Selected passage:
━━━━━━━━━━
As with other evaluation methods, eye tracking has advantages and disadvantages. Eye tracking provides more information that helps in a deeper understanding of the causes of usability problems [58]. It also provides mental process-related information and reliable data because users focus their attention on where they are looking [62]. It is also easy to collect the data with no sacrifice of the study’s ecological validity. It provides a better understanding of how the interaction happens through linking apparent events like clicking, typing, and scrolling with the attentional mental process’s information [63]. Thus, it could be used to develop possible guidelines for fostering usability [58]. An additional advantage is the variety of ways and measures that the eye-tracking tool represents to researchers (and hence a multitude of measures) researchers can use to examine their data [64]. The eye-tracking methodology allows researchers to gather actual quantitative data: fixations, regressions, and saccades [65]. These data reveal attracting or distracting items on the web page, revealing indications about distinct user search strategies [61].

However, with the ubiquity of eye tracking in usability research, it is essential to make sure that the methodology is used appropriately, ensuring the validity of research outcomes [64]. One drawback of eye-tracking research is the consideration that the gaze dot or cursor on the screen refers accurately to where a user is looking. Like other types of measurement devices, eye-trackers are prone to measurement errors, which in turn influence data interpretation [64]. Furthermore, in eye-tracking research, it is not possible to justify why a user fixates on a particular spot on a website [66]. In addition, the cost and the obstruction to the users are reported as issues when testing usability using eye-trackers [26].
━━━━━━━━━━
Provided material:
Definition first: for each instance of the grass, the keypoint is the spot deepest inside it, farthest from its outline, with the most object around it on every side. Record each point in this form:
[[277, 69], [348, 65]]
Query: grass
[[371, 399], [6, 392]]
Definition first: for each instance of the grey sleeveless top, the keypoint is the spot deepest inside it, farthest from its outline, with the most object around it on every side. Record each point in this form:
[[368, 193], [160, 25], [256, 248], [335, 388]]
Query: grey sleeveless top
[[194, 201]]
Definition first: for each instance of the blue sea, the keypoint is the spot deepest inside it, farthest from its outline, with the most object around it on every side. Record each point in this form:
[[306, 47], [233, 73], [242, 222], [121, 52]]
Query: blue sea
━━━━━━━━━━
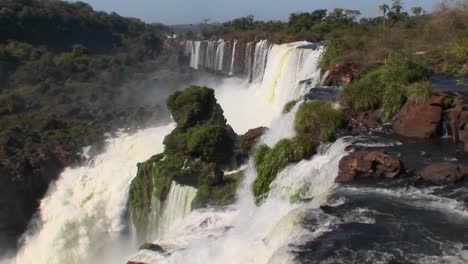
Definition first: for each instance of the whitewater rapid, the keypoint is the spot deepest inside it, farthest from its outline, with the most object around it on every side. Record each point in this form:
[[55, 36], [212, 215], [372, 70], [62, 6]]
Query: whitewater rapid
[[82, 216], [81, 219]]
━━━━━━━━━━
What to produce: According to the passage on eye tracking, what kinds of quantitative data does the eye-tracking methodology let researchers gather?

Answer to the problem: Fixations, regressions, and saccades.